## Records contained in a dataset
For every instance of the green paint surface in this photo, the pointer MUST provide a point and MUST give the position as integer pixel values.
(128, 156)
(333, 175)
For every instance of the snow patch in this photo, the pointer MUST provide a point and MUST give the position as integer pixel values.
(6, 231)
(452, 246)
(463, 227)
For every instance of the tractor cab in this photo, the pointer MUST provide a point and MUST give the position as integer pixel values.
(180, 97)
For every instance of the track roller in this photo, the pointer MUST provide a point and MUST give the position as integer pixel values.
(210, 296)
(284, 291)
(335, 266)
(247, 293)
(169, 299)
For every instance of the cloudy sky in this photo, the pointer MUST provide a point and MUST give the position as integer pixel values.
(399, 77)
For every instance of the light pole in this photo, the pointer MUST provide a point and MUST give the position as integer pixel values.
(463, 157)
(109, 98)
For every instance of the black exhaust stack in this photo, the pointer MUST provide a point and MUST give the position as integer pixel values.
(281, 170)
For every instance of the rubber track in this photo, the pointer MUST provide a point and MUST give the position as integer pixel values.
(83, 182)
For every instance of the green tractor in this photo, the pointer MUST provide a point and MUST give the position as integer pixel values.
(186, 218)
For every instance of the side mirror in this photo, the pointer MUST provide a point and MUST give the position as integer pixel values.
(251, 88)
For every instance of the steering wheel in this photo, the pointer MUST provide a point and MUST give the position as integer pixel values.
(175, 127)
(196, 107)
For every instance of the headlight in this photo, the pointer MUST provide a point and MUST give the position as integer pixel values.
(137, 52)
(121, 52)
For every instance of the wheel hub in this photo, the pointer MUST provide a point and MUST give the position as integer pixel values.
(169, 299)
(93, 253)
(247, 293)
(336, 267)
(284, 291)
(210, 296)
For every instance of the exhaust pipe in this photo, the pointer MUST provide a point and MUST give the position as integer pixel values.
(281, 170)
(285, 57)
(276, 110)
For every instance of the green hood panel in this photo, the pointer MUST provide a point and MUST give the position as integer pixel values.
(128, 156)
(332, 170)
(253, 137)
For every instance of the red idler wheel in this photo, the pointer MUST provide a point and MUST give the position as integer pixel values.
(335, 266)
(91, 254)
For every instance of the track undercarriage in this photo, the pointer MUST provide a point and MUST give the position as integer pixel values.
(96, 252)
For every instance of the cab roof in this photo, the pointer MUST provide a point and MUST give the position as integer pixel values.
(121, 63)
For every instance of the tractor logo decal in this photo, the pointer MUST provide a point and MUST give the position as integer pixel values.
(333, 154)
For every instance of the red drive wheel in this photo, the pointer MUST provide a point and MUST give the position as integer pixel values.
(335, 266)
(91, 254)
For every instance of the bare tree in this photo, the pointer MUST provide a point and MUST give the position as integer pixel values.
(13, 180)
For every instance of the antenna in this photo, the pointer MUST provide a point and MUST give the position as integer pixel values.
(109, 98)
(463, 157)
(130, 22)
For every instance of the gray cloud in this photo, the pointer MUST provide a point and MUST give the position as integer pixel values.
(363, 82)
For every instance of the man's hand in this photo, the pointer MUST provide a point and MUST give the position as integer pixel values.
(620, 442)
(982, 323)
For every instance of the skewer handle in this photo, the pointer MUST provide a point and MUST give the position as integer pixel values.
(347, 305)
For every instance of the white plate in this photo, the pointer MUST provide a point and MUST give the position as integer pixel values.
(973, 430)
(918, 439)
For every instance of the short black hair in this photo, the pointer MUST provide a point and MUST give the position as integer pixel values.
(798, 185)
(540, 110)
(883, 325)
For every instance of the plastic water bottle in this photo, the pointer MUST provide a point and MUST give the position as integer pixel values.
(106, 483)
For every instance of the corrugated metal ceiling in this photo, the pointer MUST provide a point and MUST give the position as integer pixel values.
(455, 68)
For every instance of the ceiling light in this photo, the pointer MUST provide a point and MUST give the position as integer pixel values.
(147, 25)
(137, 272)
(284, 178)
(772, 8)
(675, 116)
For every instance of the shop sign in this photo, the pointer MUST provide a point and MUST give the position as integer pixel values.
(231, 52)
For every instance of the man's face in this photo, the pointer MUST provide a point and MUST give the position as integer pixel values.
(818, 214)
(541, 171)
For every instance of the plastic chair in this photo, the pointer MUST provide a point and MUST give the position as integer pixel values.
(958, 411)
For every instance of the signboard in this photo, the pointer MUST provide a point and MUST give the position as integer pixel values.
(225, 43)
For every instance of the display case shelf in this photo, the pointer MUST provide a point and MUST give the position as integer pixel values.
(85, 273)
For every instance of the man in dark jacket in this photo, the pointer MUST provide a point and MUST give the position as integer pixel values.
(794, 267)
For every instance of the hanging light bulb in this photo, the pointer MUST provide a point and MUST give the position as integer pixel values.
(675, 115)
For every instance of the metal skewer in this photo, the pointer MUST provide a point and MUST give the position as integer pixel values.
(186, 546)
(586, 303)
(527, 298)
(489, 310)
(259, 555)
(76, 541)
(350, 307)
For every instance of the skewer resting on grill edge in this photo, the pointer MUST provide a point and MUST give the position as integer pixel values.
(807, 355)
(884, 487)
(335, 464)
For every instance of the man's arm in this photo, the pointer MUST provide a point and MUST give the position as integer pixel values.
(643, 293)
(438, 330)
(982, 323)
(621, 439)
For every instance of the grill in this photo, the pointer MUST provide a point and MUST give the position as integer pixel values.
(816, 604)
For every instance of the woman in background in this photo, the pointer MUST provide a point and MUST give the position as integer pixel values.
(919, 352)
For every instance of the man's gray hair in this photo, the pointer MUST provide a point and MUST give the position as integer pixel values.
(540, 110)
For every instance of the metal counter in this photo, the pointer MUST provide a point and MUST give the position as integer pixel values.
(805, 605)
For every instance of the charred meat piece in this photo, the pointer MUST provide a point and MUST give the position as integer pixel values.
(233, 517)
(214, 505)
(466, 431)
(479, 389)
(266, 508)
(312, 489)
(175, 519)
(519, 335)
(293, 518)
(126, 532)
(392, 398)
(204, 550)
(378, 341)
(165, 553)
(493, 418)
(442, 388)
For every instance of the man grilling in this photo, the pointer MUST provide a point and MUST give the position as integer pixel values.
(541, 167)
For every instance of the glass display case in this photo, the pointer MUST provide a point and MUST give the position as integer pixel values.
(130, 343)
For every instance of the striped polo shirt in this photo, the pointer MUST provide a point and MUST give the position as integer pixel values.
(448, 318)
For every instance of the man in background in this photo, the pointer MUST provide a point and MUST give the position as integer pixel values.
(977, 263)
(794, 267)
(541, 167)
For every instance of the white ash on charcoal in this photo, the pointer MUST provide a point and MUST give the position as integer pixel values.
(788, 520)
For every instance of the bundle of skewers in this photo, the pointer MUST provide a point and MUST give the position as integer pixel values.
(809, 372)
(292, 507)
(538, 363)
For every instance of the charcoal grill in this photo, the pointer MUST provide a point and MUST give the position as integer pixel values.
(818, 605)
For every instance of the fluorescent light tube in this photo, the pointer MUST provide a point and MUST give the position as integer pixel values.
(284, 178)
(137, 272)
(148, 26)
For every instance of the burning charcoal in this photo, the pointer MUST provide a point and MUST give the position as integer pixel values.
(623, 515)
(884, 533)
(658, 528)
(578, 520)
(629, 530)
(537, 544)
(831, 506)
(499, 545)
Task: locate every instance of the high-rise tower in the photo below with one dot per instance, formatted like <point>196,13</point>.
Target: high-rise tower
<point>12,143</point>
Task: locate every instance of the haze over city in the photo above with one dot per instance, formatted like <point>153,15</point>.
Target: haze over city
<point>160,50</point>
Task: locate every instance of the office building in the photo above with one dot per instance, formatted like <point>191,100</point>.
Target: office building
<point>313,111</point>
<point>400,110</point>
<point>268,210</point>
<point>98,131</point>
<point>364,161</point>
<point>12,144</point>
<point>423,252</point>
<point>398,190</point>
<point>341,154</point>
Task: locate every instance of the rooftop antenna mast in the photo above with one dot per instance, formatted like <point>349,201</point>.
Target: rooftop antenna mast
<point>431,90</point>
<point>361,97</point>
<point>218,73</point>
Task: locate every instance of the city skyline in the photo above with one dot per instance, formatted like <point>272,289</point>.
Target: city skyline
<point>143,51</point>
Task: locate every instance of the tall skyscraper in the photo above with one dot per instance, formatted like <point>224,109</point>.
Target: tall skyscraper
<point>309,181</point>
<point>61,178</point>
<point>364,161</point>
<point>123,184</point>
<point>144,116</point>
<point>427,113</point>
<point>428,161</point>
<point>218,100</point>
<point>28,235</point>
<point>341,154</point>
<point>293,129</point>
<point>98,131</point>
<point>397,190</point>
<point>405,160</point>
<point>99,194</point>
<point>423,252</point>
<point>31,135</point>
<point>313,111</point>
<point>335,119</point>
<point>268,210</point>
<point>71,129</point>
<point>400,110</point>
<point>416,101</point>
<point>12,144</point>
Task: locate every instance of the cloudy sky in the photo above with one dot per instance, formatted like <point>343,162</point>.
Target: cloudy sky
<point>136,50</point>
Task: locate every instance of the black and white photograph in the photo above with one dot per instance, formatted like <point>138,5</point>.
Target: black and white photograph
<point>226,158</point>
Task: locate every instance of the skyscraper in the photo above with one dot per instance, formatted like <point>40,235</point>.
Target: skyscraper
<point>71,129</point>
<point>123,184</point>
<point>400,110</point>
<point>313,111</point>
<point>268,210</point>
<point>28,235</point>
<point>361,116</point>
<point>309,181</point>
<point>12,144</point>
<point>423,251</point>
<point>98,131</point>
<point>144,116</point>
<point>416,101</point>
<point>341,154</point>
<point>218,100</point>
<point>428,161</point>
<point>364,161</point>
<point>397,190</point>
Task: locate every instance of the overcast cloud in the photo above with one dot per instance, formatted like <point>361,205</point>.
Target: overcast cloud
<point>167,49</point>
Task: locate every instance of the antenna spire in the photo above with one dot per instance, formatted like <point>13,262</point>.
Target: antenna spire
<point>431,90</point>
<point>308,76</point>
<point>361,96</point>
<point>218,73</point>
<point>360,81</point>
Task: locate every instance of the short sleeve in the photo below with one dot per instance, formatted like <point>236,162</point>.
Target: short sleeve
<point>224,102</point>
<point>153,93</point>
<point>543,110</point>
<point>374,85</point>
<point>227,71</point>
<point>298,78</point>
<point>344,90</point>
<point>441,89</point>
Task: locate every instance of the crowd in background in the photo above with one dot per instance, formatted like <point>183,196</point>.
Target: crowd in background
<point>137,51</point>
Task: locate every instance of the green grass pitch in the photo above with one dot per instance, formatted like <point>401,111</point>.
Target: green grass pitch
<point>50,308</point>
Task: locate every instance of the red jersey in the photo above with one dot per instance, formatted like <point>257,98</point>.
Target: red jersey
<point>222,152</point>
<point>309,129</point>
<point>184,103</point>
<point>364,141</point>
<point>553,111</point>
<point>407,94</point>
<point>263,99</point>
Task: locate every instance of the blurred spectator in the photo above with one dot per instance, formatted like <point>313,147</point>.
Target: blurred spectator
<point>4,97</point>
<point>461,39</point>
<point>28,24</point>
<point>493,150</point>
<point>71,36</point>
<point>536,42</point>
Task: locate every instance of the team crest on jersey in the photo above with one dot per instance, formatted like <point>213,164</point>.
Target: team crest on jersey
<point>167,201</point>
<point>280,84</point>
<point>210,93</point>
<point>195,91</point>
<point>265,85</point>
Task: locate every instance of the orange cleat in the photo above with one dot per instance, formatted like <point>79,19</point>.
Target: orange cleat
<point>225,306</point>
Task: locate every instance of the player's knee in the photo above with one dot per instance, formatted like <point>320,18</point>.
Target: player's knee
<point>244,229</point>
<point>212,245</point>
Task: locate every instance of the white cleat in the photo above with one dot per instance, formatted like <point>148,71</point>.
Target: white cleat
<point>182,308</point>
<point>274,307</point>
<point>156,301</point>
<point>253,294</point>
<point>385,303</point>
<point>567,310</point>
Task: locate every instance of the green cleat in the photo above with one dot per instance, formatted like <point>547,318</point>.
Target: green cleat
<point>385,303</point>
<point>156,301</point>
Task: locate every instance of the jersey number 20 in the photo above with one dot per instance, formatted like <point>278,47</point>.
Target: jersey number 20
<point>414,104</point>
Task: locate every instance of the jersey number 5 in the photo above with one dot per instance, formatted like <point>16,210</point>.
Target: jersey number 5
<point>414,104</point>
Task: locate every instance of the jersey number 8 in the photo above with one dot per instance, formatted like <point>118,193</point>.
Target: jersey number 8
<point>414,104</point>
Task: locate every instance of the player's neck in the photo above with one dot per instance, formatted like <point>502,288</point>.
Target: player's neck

## REQUIRED WORK
Write out an exact transcription of the line with "Task: locate every instance of the green cleat" and of each line after it; stop at the end of the records.

## SOLVED EXERCISE
Task: locate every instance of the green cleat in the photo above with one dot per instance, formatted like <point>547,318</point>.
Target: green cleat
<point>385,303</point>
<point>156,301</point>
Task: locate every instance of the jersey number 20 in the photo above with one dot per instance, formatted like <point>278,47</point>.
Target: jersey number 20
<point>414,104</point>
Task: locate every instance of the jersey number 5 in the photo above with one dot per instance, formatted like <point>16,210</point>.
Target: jersey number 5
<point>414,104</point>
Task: locate every instance of the jersey number 8 in the photo above with one dot per instance, formatted like <point>118,193</point>.
Target: jersey number 8
<point>414,104</point>
Task: locate every instance of the player's neck in the photo above with one dot per instance, formatted like <point>502,288</point>.
Target: player's neck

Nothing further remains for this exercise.